## Document source
Cet article est en quelque sorte une revue de presse des informations glanées ici et là sur l’état des négociations franco-allemande au sujet de la gouvernance économique européenne.
Tel est pris qui croyait prendre.
Voilà plusieurs mois que Hollande nous promet d’incarner le changement.
Eurobonds, Projectbonds, Banque européenne d’investissement renforcé, taxe sur les transactions financières: autant de points destinés à mener la cadence européenne et semer la chancelière allemande sur le chemin de la croissance.
Mais il est dur de doubler Madame Merkel, même par sa gauche.
Un mois après l’élection du Président français, la chancelière a tôt fait de reprendre l’avantage.
Sans doute lassée de passer pour Madame « Nein », la rabat-joie face à un Hollande récoltant tous les fruits de négociations entamées bien avant son entrée en fonction, la chancelière s’est engouffrée dans la brèche ouverte par le nouveau Président: puisque Monsieur Hollande souhaite ouvrir tous les dossiers, la question institutionnelle sera également à l’agenda européen.

Données stockées:
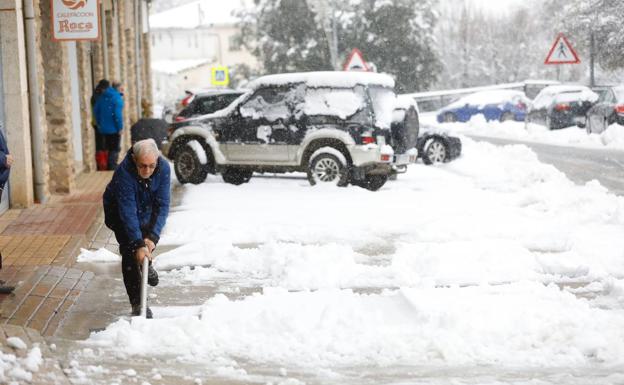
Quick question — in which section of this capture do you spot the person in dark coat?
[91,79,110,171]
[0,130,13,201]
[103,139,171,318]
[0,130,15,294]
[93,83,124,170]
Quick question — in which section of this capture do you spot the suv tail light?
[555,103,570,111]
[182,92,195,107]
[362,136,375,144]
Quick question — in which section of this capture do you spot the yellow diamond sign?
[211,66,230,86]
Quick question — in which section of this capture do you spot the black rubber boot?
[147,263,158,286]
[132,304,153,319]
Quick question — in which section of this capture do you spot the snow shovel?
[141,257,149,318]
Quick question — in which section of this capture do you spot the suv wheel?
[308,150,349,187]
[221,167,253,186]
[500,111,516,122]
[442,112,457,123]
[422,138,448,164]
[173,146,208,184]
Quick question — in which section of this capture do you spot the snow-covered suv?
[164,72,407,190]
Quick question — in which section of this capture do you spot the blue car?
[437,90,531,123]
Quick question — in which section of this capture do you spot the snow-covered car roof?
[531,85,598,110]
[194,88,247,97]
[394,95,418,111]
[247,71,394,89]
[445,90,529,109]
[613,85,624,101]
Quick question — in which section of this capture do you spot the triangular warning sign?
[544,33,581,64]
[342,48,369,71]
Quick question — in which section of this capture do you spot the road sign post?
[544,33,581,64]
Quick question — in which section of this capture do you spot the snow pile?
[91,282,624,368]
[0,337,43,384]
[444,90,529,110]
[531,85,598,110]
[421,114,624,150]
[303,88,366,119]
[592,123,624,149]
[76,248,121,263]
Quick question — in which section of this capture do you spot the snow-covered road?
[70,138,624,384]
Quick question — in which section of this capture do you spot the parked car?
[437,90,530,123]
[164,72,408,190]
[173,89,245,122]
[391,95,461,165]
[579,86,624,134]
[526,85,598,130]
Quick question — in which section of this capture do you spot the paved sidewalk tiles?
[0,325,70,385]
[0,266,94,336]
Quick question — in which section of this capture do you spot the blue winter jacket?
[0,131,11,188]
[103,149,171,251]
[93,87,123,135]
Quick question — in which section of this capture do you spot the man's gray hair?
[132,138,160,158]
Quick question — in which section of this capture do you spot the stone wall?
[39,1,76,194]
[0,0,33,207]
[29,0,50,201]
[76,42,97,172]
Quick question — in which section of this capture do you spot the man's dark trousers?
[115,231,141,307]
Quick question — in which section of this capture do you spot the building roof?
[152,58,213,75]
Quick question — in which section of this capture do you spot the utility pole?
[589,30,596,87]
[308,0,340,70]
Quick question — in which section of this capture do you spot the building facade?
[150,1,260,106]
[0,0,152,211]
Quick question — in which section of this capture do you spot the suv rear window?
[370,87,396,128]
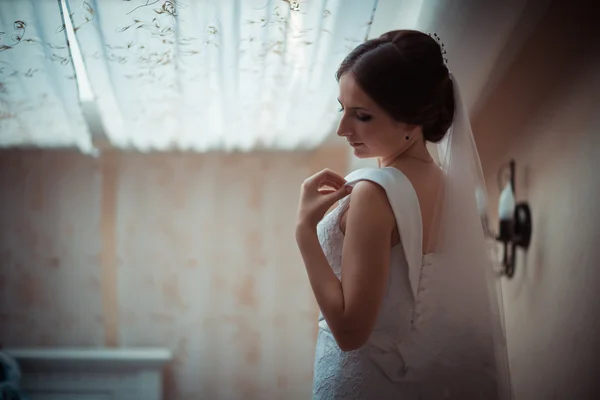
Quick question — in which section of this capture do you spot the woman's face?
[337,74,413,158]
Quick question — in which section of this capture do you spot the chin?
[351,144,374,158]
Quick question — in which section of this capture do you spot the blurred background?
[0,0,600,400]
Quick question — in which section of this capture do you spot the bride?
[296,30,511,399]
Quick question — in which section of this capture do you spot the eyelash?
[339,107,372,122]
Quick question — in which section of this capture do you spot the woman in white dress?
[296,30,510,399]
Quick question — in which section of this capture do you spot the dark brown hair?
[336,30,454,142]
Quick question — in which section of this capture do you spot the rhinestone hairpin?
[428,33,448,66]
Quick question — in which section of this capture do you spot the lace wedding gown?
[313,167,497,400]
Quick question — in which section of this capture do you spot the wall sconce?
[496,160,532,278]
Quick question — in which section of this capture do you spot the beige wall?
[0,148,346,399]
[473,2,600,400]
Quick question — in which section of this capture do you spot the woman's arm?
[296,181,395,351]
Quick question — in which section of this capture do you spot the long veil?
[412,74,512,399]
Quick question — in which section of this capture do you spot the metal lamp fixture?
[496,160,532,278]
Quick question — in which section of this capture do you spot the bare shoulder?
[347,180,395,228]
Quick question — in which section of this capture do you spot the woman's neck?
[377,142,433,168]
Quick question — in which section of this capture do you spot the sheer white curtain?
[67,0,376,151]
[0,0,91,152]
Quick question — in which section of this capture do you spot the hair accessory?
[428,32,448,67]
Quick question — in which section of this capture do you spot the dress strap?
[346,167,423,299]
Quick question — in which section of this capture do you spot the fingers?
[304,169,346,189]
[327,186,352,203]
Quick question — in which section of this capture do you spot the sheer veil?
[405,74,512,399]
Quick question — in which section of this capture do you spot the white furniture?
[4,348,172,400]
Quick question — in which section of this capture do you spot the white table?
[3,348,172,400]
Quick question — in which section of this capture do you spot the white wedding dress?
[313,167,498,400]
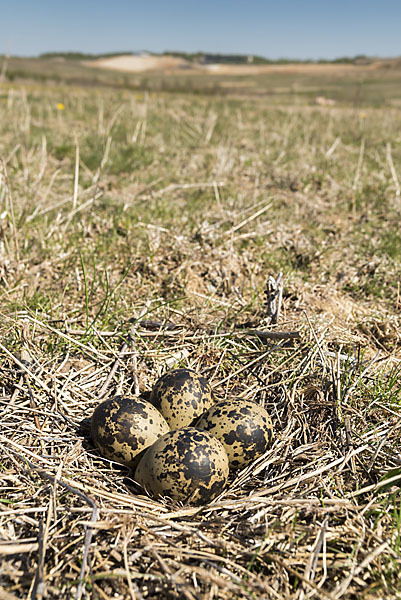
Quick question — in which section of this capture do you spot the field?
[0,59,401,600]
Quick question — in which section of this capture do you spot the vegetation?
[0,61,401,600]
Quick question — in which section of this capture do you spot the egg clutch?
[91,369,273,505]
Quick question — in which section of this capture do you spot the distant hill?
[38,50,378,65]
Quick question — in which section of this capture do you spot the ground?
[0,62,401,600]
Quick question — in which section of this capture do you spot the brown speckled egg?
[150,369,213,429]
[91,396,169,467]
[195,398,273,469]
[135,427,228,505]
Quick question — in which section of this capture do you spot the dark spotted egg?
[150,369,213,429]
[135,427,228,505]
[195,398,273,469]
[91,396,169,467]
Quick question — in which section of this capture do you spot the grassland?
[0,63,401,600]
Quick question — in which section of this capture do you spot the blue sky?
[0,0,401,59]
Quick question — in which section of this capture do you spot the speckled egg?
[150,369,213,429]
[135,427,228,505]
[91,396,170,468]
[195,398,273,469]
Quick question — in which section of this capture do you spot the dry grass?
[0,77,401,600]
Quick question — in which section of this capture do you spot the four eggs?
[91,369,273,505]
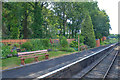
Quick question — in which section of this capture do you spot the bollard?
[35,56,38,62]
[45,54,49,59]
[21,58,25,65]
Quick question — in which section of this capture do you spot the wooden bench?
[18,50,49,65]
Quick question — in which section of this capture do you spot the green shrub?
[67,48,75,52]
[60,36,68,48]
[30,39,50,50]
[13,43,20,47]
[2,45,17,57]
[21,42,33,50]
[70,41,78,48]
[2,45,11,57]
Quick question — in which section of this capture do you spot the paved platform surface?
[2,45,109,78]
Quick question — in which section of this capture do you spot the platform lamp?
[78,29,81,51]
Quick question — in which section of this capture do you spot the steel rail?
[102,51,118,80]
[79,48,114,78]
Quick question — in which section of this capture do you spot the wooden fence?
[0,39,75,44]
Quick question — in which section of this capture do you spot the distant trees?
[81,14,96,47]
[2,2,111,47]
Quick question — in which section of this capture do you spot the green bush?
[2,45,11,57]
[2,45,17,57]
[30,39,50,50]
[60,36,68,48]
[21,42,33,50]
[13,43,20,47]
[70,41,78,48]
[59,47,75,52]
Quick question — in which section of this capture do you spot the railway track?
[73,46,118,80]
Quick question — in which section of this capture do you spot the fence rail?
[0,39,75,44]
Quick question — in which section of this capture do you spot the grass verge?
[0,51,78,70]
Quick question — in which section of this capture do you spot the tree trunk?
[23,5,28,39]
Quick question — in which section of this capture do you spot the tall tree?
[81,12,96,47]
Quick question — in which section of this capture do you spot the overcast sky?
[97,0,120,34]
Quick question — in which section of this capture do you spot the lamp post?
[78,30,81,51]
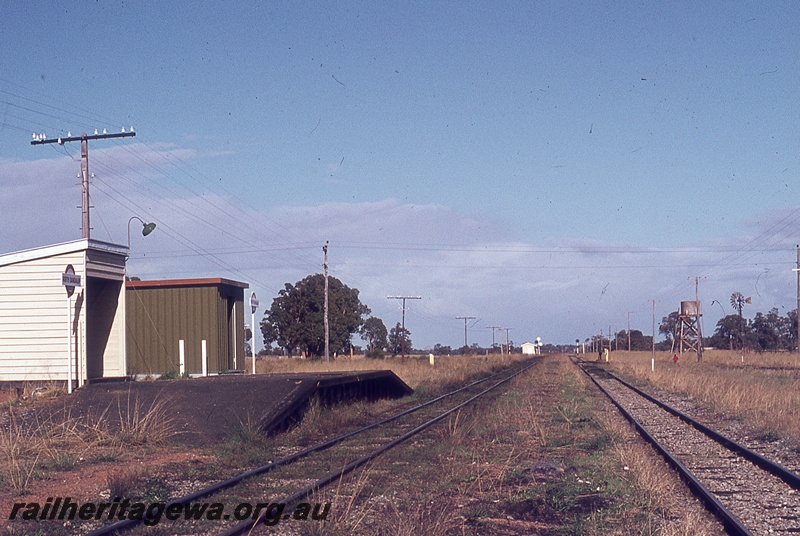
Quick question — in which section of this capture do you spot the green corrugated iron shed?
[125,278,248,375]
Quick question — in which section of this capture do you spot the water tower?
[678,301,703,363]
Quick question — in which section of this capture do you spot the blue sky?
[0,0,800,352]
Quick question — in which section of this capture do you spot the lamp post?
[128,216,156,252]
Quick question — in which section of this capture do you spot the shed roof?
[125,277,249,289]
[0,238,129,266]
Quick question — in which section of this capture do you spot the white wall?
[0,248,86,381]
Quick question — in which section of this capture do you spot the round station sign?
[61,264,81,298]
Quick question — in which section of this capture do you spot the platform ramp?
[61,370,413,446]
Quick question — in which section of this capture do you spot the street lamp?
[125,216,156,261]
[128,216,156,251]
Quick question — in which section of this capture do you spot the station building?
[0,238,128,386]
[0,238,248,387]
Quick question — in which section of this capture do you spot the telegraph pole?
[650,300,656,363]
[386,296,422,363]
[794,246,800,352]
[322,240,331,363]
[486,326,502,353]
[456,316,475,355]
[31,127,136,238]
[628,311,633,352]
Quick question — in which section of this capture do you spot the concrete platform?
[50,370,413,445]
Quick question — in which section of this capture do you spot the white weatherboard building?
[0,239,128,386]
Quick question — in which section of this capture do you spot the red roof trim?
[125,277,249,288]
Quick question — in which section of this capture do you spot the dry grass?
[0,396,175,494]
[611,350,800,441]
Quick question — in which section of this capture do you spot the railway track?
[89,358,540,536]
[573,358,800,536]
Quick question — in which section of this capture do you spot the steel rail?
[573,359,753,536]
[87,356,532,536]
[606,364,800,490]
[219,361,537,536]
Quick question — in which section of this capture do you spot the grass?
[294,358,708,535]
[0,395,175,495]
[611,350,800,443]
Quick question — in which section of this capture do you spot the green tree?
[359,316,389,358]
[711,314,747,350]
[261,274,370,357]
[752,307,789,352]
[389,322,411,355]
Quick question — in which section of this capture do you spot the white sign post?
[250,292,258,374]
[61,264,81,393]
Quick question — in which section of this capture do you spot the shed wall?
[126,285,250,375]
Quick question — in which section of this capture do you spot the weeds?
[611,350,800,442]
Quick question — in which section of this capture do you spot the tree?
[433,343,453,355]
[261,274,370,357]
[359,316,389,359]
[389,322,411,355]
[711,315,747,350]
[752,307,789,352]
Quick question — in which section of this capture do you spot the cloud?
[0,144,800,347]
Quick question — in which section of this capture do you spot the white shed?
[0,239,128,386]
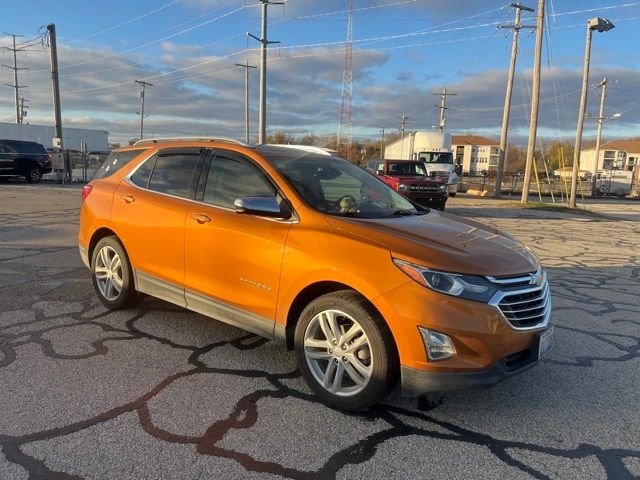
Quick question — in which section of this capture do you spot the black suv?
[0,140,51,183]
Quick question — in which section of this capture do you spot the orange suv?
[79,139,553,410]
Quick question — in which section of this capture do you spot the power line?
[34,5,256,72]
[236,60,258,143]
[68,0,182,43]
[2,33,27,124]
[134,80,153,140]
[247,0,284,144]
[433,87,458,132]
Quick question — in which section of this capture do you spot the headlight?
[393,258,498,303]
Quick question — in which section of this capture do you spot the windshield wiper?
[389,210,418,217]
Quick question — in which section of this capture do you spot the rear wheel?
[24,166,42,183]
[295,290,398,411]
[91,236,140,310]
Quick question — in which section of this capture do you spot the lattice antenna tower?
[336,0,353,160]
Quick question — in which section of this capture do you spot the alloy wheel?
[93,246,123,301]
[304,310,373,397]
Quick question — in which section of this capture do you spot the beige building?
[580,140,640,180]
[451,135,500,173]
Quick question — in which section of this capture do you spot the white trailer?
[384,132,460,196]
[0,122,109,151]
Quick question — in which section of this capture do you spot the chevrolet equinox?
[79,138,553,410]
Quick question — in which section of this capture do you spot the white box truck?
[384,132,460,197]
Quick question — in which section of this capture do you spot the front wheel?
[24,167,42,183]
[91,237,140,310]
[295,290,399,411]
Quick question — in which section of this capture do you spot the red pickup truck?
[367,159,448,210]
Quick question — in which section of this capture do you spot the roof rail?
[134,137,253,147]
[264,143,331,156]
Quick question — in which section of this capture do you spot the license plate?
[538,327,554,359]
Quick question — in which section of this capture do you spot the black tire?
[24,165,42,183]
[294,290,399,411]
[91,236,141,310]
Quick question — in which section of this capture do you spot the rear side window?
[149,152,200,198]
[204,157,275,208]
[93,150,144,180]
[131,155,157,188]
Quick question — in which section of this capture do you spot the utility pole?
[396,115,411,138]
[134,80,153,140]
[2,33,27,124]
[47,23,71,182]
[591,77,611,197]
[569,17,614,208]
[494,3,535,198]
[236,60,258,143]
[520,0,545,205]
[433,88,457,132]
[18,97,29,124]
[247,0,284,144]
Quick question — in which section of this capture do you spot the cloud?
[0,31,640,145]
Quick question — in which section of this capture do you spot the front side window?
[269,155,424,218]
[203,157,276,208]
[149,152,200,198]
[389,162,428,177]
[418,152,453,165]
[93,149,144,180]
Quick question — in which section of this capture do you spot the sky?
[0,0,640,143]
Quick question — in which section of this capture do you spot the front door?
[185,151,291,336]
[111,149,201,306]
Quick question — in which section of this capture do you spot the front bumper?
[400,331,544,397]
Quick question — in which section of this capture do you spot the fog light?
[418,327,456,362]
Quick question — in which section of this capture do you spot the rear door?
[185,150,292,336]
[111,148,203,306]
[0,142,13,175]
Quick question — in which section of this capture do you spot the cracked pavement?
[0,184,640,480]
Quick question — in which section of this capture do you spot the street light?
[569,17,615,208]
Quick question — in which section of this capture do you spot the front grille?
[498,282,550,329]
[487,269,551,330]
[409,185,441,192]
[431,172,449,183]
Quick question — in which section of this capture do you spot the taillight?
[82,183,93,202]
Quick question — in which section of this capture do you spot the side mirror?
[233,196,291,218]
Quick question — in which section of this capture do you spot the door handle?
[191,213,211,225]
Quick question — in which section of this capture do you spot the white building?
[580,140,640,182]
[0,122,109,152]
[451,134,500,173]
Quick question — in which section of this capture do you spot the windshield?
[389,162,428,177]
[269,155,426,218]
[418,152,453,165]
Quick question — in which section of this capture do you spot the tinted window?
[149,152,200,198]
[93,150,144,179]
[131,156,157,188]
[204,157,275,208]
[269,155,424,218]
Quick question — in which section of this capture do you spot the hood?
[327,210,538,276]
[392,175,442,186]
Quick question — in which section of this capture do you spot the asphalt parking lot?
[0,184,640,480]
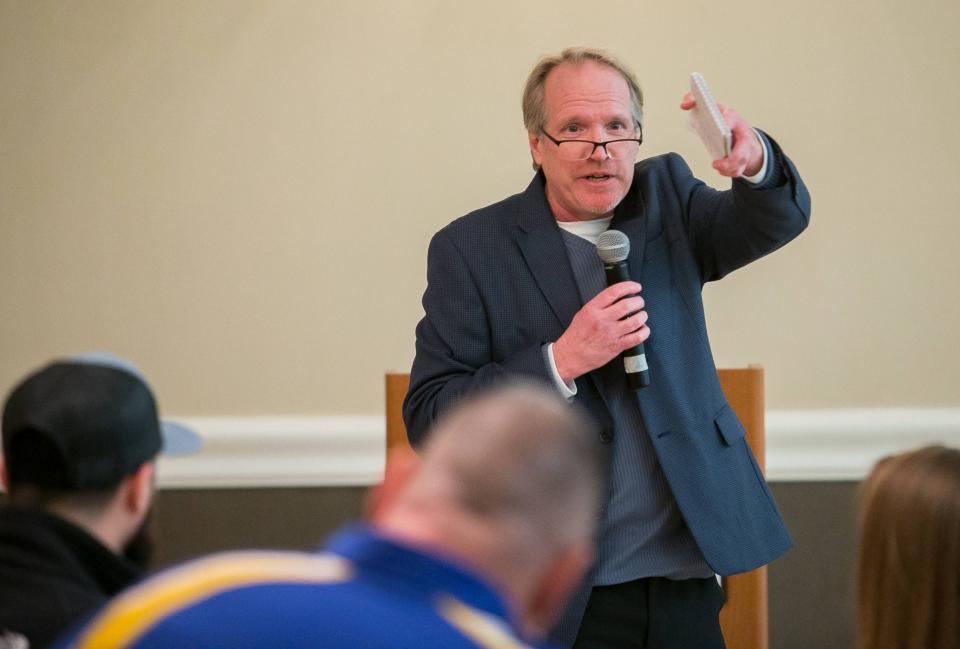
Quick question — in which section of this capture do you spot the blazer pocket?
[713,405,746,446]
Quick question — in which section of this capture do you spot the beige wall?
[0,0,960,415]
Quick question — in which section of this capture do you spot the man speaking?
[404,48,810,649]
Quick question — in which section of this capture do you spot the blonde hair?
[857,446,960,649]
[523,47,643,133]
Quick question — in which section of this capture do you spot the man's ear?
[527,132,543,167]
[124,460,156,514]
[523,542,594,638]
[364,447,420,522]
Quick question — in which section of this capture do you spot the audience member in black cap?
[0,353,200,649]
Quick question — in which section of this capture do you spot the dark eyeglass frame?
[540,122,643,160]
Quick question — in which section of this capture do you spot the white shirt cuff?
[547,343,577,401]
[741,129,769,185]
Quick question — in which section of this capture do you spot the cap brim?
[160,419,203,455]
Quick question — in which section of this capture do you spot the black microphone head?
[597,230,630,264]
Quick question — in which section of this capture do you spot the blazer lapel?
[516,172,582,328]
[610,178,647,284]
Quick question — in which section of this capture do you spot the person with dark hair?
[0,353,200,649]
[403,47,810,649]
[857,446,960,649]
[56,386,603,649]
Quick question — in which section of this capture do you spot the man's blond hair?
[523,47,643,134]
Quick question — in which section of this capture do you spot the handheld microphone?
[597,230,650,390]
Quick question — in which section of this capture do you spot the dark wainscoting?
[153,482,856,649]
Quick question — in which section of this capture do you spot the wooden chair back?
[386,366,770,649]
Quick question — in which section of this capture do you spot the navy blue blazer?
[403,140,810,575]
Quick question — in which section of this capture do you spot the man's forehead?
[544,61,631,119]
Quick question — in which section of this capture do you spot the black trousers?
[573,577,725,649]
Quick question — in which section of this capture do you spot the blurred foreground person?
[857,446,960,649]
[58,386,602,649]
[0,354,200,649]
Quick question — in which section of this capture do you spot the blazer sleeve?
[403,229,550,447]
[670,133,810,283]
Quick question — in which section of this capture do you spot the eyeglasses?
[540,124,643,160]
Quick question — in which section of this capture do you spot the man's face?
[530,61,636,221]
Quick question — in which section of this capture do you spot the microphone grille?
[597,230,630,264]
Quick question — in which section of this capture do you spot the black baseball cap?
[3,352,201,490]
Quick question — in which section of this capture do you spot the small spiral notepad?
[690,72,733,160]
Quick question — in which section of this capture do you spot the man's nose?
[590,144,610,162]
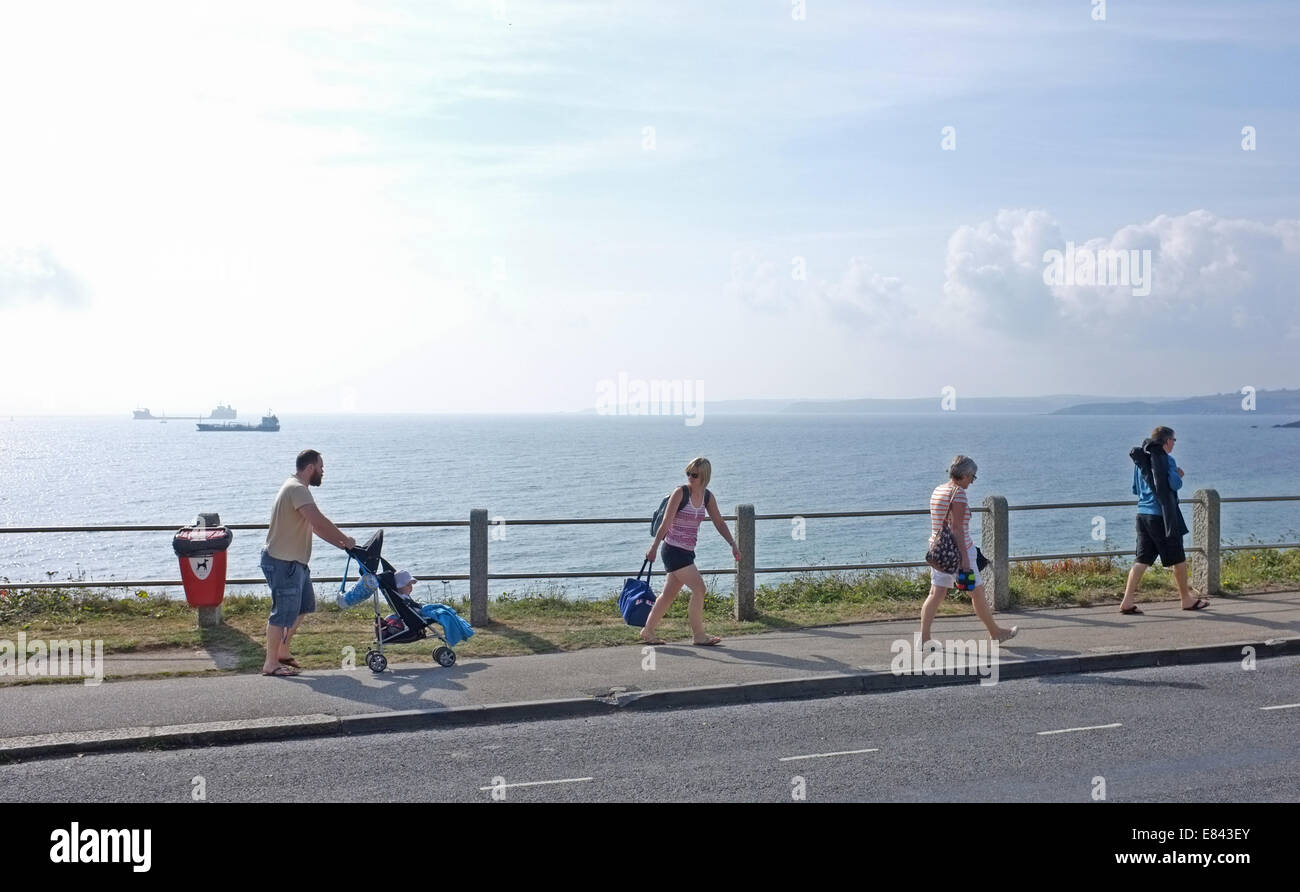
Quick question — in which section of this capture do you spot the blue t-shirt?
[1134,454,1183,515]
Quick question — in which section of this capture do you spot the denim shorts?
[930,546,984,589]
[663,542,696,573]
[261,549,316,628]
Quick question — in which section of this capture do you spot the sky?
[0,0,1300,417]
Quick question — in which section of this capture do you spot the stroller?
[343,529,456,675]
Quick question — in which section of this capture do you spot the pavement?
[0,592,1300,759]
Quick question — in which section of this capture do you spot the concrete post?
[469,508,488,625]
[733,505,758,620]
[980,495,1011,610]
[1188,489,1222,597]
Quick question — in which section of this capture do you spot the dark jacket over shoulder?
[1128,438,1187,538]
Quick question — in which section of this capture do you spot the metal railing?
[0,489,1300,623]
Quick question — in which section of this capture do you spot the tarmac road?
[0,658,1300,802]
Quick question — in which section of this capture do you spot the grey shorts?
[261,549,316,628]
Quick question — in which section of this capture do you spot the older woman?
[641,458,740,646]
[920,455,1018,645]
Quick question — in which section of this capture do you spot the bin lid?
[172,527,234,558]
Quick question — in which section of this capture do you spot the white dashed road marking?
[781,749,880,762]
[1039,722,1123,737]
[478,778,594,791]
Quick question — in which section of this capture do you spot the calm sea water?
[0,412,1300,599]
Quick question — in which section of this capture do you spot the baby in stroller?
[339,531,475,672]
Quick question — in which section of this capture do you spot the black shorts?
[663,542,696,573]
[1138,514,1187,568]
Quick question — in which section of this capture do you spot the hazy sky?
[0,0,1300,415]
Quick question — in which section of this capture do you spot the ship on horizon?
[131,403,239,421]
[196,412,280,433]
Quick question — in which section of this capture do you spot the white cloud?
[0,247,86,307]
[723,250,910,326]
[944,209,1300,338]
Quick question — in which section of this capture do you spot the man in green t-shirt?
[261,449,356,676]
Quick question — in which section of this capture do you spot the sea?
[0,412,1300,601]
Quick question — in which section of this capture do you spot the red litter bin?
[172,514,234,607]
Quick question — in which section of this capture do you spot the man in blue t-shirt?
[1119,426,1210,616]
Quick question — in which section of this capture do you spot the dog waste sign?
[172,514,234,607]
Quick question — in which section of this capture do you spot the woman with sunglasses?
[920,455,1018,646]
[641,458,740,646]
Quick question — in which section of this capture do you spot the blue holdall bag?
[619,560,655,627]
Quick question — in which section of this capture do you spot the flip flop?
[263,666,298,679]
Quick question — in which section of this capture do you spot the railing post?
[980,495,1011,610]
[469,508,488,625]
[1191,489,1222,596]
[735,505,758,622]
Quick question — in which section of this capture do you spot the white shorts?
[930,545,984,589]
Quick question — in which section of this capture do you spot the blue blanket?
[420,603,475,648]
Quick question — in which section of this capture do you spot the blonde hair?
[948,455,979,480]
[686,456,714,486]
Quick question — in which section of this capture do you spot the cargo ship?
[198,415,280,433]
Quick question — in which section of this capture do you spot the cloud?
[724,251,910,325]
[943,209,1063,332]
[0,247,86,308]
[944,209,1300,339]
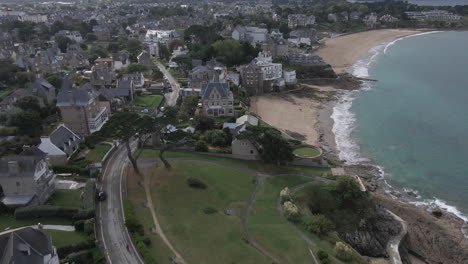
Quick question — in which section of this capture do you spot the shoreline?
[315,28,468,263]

## Tâche écrite A
Reformulez de façon plus concise le paragraphe de l'article qui commence par « Sans doute lassée de passer », en gardant ses faits principaux.
## Tâche écrite B
Poursuivez l'article sur les négociations franco-allemandes à partir de sa dernière phrase.
Ces données sont sans rapport avec l'article.

## Réponse A
Lasse d'être vue comme Madame « Nein », la rabat-joie, pendant que Hollande récolte les fruits de négociations entamées avant son arrivée, la chancelière exploite l'ouverture créée par le nouveau Président. Puisqu'il veut ouvrir tous les dossiers, la question institutionnelle sera elle aussi à l'agenda européen.

## Réponse B
Alors que le gouvernement français s’affairait à présenter l’actuel débat sur la croissance comme une victoire de François Hollande, Angela Merkel a rapidement repris le devant de la scène en posant ses conditions: oui aux euro-obligations mais une fois la crise passée, et dans le cadre d’une sérieuse réforme des institutions européennes.
Par la même, elle bat en brèche l’injuste idée selon laquelle l’Allemagne camperait sur la case « austérité », alors que le pays a accepté depuis de plusieurs mois d’apporter son soutien aux pays en difficulté en garantissant le remboursement de leur dette en cas de défaut.
Surtout, en se plaçant sur le terrain du long terme et en offrant aux européistes une vision politique ambitieuse, elle fait de François Hollande l’homme des petites solutions.
Depuis 2005, la question institutionnelle est on ne peut plus tabou en France. Or la question des eurobonds est étroitement liée à une intégration politique renforcée.
Maligne, Madame Merkel met donc la pression sur la Présidence française à qui il revient désormais de s’avancer sur le terrain politique si elle souhaite voir aboutir la gestion commune des dettes.
Les euro-bonds
Sans expliquer précisément ce que signifiaient ces « euro-bonds », ni l’état d’avancement des négociations à l’échelle communautaire, la presse a largement aidé François Hollande à se présenter comme le promoteur d’une « nouvelle » proposition jusqu’ici peu connue des français: la mise en place d’euro-obligations.
Or, dans un récent article, l’auteur du blog La Théorie du Tout nous apprend que dès novembre 2011, la Commission européenne a publié un livre vert sur « la faisabilité de l’introduction d’obligations de stabilités ».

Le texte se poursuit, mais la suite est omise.